» **Task data**
* * *
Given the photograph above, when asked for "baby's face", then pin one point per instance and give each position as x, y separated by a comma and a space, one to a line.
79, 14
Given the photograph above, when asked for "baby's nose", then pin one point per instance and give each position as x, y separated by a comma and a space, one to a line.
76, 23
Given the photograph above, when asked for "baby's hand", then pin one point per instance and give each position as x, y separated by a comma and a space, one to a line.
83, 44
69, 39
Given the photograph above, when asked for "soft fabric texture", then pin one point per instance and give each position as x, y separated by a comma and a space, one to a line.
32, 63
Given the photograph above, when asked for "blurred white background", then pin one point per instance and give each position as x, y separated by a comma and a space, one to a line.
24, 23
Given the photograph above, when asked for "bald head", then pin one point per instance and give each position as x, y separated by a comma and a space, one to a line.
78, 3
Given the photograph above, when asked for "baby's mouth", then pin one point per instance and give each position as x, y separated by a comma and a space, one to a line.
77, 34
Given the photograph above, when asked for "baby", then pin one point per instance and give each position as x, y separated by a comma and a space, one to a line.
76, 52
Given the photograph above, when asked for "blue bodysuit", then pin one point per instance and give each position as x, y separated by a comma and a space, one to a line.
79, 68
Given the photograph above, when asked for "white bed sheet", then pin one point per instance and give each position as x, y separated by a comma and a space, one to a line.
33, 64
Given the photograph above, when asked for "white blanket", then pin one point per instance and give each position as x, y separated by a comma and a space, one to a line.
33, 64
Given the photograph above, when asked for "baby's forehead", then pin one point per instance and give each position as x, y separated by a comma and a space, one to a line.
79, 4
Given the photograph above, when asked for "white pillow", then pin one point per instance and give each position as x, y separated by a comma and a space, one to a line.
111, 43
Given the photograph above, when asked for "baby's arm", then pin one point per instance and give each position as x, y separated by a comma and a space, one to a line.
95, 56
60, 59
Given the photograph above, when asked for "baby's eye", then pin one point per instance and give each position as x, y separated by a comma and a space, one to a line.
* * *
» **What you have to do**
Without altering a single word, transcribe the entries above.

» **Exercise answer**
Given the photograph above, when asked for "baby's face", then pin one point per instance and give each position as x, y separated by a comma and a space, one to a line.
79, 14
Given the photograph above, when asked for "baby's nose", then pin one point per instance and give each position as x, y separated by a comma and a space, one to a line.
76, 23
Given the photograph above, when asked for "baby's hand", then pin one point per instance and give each position as x, y separated by a comma and a space, one to a line.
83, 44
69, 39
Given the photograph above, when asked for "soft fabric texture", then pin one point per instance and give each position as x, y separated by a comma and a space, one to a line.
32, 63
Given the photograph above, when asked for "blurred white background", then pin one point per instance and give each position as x, y separated by a comma and a space, one to a line.
24, 23
Given the photograph above, when asked for "bald head", then pin one point per instance and give each position as x, y separated by a comma and a space, one to a line.
78, 3
Given the photograph above, when asked for "baby's mouth", then pin one point per instance and give each position as x, y separated by a comma and a space, one to a line.
77, 34
Given the photograph above, when asked for "baby", then pin one point per instance and give each position as x, y separated by a comma and a space, one to a line.
76, 52
Given the photograph above, when asked for "blue bodysuit", then pin one point per instance and give each position as x, y separated by a comma and a space, one to a line.
79, 68
Given the photograph above, when asked for "white bed sheet", then pin one point per instance and give each position as x, y separated by a comma and a space, one to a line.
33, 64
Given the photograph above, when asked for "white blanket", then pin one point per instance and give each position as x, y separated by a comma and a space, one to a line.
33, 64
Given the photograph above, when asked for "baby's forehead", then pin one point per instance and give each position as x, y separated by a comma and a space, one to a line.
79, 4
Given the photograph above, when asked for "white pillow", then pin one point per instance and give each position as x, y separated by a comma and a space, one to a line.
111, 43
Given the photograph above, when asked for "baby's arm", then pin one point per instance and give each position as x, y separated by a comma and a space, one to a line.
95, 56
60, 59
Given the photograph above, when asked for "baby's eye", then pin one point per instance and give each position as x, y separated by a comma and a space, one to a line.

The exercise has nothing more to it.